**Brief**
Rewrite the material below, replacing "beige wall" with "white wall" and keeping everything else the same.

**Items**
## START

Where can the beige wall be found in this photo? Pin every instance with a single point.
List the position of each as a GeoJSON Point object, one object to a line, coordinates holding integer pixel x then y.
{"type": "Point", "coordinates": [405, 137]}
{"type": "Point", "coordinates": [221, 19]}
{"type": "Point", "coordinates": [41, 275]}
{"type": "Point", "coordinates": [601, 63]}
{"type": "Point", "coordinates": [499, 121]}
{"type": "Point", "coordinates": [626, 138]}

## END

**Result below**
Where can the white wall be found in this photo? Pin every instance with a single point.
List the position of each as a GeoJSON Point object, one object to a line, coordinates holding integer pixel x then y.
{"type": "Point", "coordinates": [405, 137]}
{"type": "Point", "coordinates": [221, 19]}
{"type": "Point", "coordinates": [41, 275]}
{"type": "Point", "coordinates": [601, 63]}
{"type": "Point", "coordinates": [499, 121]}
{"type": "Point", "coordinates": [626, 138]}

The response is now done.